What is needed. Collect each line of the data below that contains the word "flower", and copy those lines in full.

## Begin Data excerpts

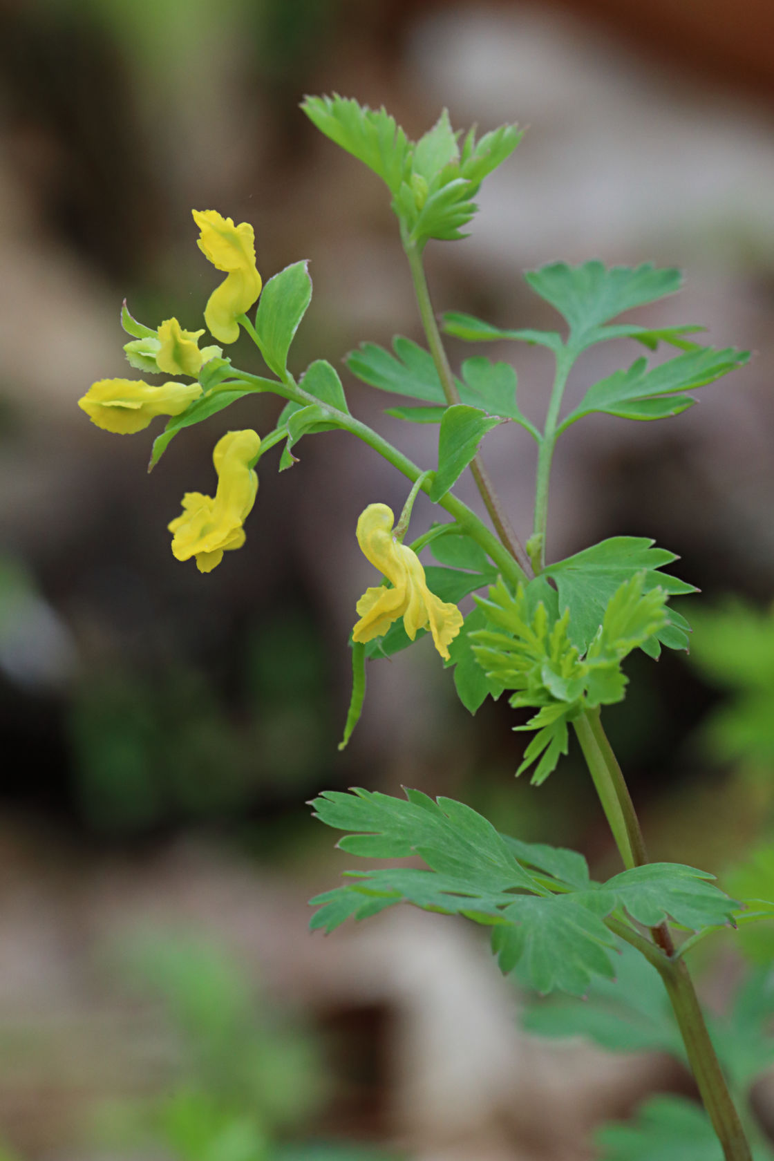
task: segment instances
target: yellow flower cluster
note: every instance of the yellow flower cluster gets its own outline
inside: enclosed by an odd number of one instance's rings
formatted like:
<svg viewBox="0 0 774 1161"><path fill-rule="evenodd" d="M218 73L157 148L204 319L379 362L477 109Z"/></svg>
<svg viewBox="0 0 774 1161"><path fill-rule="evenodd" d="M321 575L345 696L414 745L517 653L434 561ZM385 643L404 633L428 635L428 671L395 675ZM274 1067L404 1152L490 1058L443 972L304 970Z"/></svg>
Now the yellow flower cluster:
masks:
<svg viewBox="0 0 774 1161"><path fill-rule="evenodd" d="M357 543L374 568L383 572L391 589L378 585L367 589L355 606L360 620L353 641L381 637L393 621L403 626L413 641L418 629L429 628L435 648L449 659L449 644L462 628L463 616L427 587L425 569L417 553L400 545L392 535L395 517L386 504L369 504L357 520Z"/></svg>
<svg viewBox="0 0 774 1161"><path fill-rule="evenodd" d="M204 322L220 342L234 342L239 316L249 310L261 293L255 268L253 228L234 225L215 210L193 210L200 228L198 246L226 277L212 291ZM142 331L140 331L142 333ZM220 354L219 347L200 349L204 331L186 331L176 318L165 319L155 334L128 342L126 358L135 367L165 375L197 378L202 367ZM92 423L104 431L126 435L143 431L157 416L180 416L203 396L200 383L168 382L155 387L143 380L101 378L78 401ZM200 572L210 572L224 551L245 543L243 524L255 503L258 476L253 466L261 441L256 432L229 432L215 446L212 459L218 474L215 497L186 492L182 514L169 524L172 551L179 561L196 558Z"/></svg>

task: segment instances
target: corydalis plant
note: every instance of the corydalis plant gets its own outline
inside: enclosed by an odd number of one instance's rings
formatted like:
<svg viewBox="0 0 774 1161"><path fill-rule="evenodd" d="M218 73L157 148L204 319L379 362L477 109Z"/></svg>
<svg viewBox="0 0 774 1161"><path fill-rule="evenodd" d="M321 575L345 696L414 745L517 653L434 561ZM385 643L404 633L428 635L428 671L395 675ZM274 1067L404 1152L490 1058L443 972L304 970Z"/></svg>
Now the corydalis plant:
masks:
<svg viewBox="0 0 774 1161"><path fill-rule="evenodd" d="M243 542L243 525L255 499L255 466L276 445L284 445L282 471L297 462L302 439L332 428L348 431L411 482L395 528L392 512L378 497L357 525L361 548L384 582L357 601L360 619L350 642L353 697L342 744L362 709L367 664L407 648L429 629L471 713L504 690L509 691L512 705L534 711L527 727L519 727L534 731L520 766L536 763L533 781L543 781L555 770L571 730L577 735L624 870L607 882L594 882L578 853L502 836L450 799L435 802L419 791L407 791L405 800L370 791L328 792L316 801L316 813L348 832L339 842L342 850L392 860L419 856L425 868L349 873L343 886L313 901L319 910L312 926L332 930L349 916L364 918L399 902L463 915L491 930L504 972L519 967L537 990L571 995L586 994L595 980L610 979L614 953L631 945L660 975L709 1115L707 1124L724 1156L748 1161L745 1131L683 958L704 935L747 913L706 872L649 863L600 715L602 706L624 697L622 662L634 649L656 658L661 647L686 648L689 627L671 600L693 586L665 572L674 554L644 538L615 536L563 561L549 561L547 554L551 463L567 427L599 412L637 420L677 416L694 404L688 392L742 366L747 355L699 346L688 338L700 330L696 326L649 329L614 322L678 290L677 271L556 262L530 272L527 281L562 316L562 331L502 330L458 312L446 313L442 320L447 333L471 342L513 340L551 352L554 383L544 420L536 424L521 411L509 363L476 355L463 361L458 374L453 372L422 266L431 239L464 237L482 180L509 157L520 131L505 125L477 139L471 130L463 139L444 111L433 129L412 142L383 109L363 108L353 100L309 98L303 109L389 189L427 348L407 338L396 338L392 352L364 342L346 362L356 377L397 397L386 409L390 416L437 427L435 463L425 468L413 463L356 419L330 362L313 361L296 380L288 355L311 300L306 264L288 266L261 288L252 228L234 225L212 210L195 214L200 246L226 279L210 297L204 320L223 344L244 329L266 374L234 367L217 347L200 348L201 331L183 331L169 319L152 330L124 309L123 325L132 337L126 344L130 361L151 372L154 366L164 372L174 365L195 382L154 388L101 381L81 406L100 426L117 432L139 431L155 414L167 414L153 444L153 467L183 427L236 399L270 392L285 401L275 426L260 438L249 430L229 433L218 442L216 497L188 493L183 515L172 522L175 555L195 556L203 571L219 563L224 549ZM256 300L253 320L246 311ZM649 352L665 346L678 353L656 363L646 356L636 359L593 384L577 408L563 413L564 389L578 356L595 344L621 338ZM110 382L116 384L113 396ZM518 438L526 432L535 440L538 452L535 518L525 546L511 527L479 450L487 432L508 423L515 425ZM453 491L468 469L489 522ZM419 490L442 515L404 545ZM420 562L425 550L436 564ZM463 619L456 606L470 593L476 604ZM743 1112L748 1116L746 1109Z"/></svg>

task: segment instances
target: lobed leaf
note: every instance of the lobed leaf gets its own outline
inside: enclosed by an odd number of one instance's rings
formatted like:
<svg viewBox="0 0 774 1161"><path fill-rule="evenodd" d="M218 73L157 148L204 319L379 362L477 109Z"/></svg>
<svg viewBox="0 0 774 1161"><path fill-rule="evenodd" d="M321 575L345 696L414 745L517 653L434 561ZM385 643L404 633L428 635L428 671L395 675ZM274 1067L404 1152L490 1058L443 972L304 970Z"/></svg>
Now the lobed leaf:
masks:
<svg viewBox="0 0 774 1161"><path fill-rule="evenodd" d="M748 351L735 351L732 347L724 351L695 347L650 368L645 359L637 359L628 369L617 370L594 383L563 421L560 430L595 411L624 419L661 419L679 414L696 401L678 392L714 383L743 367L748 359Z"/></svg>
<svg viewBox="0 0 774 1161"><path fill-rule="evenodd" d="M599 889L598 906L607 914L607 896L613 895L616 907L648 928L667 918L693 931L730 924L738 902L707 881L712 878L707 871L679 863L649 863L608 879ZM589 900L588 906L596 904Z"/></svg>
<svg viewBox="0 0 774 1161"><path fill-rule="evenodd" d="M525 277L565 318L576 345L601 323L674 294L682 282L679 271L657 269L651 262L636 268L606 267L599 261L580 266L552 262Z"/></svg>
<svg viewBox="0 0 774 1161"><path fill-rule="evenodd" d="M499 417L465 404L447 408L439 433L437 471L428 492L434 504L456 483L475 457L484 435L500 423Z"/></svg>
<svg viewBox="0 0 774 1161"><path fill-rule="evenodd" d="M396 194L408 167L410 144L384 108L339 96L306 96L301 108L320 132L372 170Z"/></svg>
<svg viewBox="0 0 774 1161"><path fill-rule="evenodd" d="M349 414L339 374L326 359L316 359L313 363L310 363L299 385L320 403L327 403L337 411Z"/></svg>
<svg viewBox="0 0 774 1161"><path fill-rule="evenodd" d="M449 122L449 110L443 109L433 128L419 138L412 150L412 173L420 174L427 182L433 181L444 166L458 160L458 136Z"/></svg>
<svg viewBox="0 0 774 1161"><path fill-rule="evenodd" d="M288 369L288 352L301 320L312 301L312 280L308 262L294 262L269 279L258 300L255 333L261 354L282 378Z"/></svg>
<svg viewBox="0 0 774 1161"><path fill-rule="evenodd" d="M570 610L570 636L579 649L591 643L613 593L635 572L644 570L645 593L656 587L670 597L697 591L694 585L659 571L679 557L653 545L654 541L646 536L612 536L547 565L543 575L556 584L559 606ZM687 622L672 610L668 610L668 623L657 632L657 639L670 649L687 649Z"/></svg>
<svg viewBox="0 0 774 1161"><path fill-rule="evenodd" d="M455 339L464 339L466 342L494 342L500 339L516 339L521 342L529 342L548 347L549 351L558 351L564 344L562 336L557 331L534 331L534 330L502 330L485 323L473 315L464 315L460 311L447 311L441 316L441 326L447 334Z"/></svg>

## End Data excerpts
## Begin Data excerpts

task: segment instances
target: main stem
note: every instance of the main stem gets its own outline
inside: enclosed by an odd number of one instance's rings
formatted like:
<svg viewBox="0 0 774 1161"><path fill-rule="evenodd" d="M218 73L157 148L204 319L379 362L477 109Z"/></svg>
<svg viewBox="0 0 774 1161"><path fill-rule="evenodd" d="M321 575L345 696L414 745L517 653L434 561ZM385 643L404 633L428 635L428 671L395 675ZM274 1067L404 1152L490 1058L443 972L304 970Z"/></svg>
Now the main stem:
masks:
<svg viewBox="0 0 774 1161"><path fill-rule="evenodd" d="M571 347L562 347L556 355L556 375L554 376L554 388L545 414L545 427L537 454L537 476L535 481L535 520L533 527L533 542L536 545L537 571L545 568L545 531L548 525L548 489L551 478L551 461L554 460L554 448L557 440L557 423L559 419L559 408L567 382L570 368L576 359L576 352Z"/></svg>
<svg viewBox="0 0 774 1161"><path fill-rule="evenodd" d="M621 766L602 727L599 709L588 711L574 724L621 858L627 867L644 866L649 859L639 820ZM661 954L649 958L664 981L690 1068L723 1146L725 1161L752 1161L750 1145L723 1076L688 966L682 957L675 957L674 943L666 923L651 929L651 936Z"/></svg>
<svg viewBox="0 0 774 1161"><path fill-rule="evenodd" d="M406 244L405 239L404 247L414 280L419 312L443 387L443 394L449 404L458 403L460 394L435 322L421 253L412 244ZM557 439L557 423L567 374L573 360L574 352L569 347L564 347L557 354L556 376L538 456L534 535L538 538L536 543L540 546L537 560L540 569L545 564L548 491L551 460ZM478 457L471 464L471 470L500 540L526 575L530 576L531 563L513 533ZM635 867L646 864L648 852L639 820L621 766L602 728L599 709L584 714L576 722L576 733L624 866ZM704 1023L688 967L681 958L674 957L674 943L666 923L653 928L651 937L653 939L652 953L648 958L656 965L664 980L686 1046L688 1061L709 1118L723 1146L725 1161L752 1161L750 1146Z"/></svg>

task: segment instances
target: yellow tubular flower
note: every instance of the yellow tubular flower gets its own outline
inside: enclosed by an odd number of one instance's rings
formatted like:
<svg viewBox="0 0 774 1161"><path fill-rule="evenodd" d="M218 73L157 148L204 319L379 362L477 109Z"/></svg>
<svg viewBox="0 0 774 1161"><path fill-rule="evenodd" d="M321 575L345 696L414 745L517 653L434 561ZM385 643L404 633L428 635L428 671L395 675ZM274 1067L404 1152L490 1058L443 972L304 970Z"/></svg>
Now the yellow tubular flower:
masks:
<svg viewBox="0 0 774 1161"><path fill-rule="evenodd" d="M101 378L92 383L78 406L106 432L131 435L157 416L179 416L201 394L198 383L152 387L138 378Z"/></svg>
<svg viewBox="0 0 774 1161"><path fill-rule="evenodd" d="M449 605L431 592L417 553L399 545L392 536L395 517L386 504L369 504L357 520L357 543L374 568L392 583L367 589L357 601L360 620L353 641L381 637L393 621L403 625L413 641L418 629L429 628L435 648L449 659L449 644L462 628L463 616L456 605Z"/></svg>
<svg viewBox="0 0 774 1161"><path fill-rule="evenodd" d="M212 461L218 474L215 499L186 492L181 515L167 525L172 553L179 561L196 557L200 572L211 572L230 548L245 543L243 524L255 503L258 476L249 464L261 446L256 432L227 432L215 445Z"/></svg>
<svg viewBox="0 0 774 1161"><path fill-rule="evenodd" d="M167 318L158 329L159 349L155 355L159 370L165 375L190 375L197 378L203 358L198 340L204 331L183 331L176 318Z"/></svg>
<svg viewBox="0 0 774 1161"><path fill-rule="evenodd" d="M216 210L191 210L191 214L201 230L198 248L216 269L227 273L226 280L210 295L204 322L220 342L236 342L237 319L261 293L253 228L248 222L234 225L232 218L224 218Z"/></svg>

## End Data excerpts

Exercise solution.
target: yellow flower cluster
note: every instance of the yellow flower cluster gets its own outline
Now the yellow flower cluster:
target: yellow tubular flower
note: every instance of the yellow tubular flower gets its own outline
Now the yellow tubular flower:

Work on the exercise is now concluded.